* TASK INSTRUCTIONS
Please give the data again in full, precisely as it is written.

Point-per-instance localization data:
Content starts

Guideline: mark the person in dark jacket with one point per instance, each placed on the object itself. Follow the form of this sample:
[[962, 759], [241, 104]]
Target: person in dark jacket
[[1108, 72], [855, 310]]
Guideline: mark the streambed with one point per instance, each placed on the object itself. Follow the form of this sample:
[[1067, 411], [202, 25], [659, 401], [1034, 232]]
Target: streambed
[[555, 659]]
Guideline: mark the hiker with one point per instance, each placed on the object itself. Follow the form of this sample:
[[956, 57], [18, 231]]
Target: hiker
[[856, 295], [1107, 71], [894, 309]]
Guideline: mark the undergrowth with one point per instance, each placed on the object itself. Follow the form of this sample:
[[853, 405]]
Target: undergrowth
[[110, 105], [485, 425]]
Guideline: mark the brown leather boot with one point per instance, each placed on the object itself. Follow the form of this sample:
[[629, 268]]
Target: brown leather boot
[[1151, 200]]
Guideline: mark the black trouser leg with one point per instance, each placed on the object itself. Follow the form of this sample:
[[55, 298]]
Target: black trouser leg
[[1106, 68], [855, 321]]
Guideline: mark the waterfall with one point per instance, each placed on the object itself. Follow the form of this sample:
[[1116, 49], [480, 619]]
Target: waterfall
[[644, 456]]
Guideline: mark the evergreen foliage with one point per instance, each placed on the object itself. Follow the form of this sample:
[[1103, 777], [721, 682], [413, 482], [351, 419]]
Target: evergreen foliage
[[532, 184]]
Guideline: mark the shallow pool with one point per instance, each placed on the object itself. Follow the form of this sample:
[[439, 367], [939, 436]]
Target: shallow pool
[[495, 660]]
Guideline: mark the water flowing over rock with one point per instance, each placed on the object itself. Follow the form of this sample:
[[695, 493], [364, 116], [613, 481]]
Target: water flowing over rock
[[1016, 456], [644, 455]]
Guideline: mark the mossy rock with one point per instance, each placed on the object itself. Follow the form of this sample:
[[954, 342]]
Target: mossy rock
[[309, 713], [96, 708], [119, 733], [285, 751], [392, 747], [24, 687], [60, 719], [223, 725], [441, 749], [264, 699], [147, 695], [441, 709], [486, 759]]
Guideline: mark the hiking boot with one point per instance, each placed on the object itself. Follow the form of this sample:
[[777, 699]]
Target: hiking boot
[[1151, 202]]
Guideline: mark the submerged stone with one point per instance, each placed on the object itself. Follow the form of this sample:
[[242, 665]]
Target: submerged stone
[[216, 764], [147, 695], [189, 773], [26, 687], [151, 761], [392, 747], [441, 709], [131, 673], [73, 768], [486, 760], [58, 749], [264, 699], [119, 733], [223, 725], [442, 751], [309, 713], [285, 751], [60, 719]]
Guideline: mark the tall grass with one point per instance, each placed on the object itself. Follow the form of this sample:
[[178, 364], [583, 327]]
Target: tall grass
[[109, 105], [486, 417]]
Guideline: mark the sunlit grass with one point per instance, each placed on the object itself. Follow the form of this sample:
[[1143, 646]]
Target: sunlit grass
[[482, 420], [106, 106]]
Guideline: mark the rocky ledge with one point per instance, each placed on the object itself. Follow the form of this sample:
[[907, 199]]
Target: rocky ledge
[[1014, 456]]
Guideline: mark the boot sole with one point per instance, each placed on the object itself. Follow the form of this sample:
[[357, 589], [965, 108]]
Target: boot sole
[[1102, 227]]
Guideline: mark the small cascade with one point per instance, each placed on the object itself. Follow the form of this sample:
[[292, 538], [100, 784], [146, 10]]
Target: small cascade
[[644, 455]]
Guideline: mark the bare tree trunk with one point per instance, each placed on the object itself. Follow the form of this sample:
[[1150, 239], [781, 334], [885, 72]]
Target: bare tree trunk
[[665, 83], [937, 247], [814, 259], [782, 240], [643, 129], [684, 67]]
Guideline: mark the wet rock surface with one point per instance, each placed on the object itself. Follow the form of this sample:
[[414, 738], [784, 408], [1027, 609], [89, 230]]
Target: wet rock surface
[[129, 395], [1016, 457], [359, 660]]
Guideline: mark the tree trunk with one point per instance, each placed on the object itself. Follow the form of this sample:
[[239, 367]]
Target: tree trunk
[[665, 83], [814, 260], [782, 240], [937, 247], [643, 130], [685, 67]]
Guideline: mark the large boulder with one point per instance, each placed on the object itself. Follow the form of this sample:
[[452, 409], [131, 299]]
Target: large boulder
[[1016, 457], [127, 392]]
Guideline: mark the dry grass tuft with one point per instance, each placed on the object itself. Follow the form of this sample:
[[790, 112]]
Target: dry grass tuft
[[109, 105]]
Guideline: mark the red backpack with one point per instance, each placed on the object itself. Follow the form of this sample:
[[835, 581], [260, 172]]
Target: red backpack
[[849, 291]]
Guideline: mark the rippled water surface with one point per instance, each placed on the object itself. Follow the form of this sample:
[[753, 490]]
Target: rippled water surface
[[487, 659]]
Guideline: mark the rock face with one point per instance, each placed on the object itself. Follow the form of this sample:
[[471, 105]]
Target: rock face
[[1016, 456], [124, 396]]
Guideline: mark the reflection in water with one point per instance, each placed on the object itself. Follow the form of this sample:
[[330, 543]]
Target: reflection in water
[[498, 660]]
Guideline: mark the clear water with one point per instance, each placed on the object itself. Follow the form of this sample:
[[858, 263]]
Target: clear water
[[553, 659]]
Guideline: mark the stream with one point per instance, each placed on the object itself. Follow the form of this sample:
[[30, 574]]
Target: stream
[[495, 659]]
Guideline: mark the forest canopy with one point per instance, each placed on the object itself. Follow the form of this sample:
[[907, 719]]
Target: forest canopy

Content ends

* RESULT FOR THIS TASK
Guideline: mark the person in dark jacket with one point per instance, each placed on the object itself. Follow the form of this sample:
[[962, 759], [241, 104]]
Target: person in dark jacket
[[1108, 72], [855, 310]]
Guideline: mark the streambed with one point per instance, each placed on the object itself. Follow the form of this sample:
[[1067, 411], [202, 25], [659, 401], [1034, 232]]
Target: streambed
[[555, 659]]
Guideline: mark the hiker with one point per instance, each placed on the object itself. Follow the form of this sample:
[[956, 57], [18, 231]]
Target: hiker
[[856, 295], [1107, 71], [894, 309]]
Guideline: mark the undergrowth with one point per instance, each placed on the object itself. Follow the form of this sample:
[[853, 405]]
Target: undergrowth
[[110, 105], [485, 425]]
Guideline: mark the brown leather boot with one point per instance, each placed on the object itself. Follow the form of this sample:
[[629, 268]]
Target: brown leather boot
[[1151, 200]]
Guideline: mark the black trouser leg with one point per instance, each placed on the object itself. Follow the form of this sample:
[[55, 298]]
Target: black trouser leg
[[1106, 68], [855, 321]]
Guideline: mark the waterfall with one point per instance, each placed on the object itself. Follow the form of this sample:
[[1116, 49], [480, 619]]
Target: waterfall
[[644, 456]]
Guideline: mark the evergreen foliage with one point per instance, each placed on the object itself. Follow the form of this sample:
[[1103, 777], [721, 682], [413, 482], [351, 419]]
Target: evergreen foliage
[[532, 184]]
Guideline: mark the shallow pool with one point per instance, each placed on the object itself. Follow the form of this sample:
[[439, 367], [939, 436]]
Target: shallow pool
[[495, 660]]
Guideline: mark the water flowing over rock with one point per instance, each placed on the object itself. Follow the form of this sample:
[[695, 493], [364, 116], [613, 481]]
Target: water flowing over rock
[[1016, 456], [644, 455]]
Guideline: mark the mossy rock with one point per instance, each placed on the object itself. Follow the form of this sample:
[[954, 342]]
Target: mossy rock
[[309, 713], [96, 708], [119, 733], [285, 751], [392, 747], [24, 687], [60, 719], [223, 725], [441, 749], [264, 699], [147, 695], [441, 709], [486, 759]]
Guideline: mark the hiking boot with one point per instance, each placed on the object itself. Follow the form of this sample:
[[777, 699]]
Target: hiking boot
[[1151, 202]]
Guideline: mark the submerged stone with one point per instance, each placed on the object itself. Follow the form of this sample:
[[242, 665]]
Target: submerged stone
[[216, 764], [147, 695], [189, 773], [26, 687], [151, 761], [392, 747], [441, 709], [131, 673], [73, 768], [486, 760], [58, 749], [264, 699], [119, 733], [223, 725], [442, 751], [309, 713], [285, 751], [60, 719]]
Guideline: mark the tall grass with one point per instance, each placed on the object itself. Follow the form of this sample:
[[178, 364], [583, 327]]
Target: tall grass
[[109, 105], [486, 417]]
Guideline: mark the sunlit grass with one point per instance, each placed on the object itself. Follow the form of this sample:
[[1143, 646]]
Target: sunlit grass
[[482, 420], [106, 106]]
Guideline: mark the rocky ledge with one point per instance, each placed on the object itself. Follow the form of this sample:
[[907, 199]]
Target: rocky ledge
[[1014, 456]]
Guideline: mark the boot sole with one point per instance, each placed on the object itself. Follow the form of this sample:
[[357, 589], [965, 108]]
Target: boot sole
[[1102, 227]]
Guideline: mark the small cascade with one point per instance, each placed on the object itself. Follow the form of this sample:
[[292, 538], [100, 784], [146, 10]]
Target: small cascade
[[644, 455]]
Guideline: mark the bare tree trunk with one point per instance, each placed on the object itself. Follow the form of this sample:
[[1150, 239], [781, 334], [885, 72]]
Target: bare tree trunk
[[665, 83], [937, 247], [814, 259], [782, 240], [643, 129], [684, 67]]
Guideline: mark the wet rock surface with one point per instance, each placed on the object itself. Follow the form of this sample:
[[414, 738], [784, 408], [1027, 609], [89, 230]]
Target: wet rock surface
[[129, 395], [1016, 457], [359, 660]]
Guideline: mark the tree trunk with one point per instance, each placed on the object itself. Follow the form of this sample:
[[239, 367]]
Target: tree trunk
[[665, 83], [814, 260], [782, 240], [937, 247], [643, 130], [685, 67]]
Guideline: mark the large boulder with one point per instance, each placed on the object itself. Follow the form of this sample:
[[452, 409], [131, 299]]
Target: large boulder
[[1016, 457], [127, 392]]
Guideline: mark the dry grass tuft with one point per instance, each placed on the object itself. Follow the form of this sample:
[[790, 112]]
Target: dry grass tuft
[[109, 105]]
Guideline: mark the red backpack with one point per instance, each placed on the object itself. Follow the form of this sample:
[[835, 581], [260, 172]]
Target: red backpack
[[849, 291]]
Guideline: mark the rippled water surface with one point per instance, each placed on the object itself. Follow the form of this sample:
[[753, 490]]
Target: rippled water surface
[[487, 659]]
Guideline: mark the rock face with one point per instance, each placed on the object itself. Follow the form of this sample:
[[471, 105]]
Target: rock face
[[1016, 456], [124, 396]]
Guideline: mark the reflection in water with one point per instance, each placed on the object itself. Follow the form of this sample:
[[330, 543]]
Target: reflection in water
[[498, 660]]
Guideline: mark the clear water with one point per instance, each placed on the object itself. Follow the form of this sample:
[[858, 263]]
Target: clear water
[[553, 659]]
Guideline: mark the stream with one point per instance, each placed on the object itself. Follow the form of this sample:
[[30, 574]]
Target: stream
[[495, 659]]
Guideline: mark the forest canopy with one point per instance, each placed on the object itself. Follow the form of this sample:
[[907, 719]]
Target: forest canopy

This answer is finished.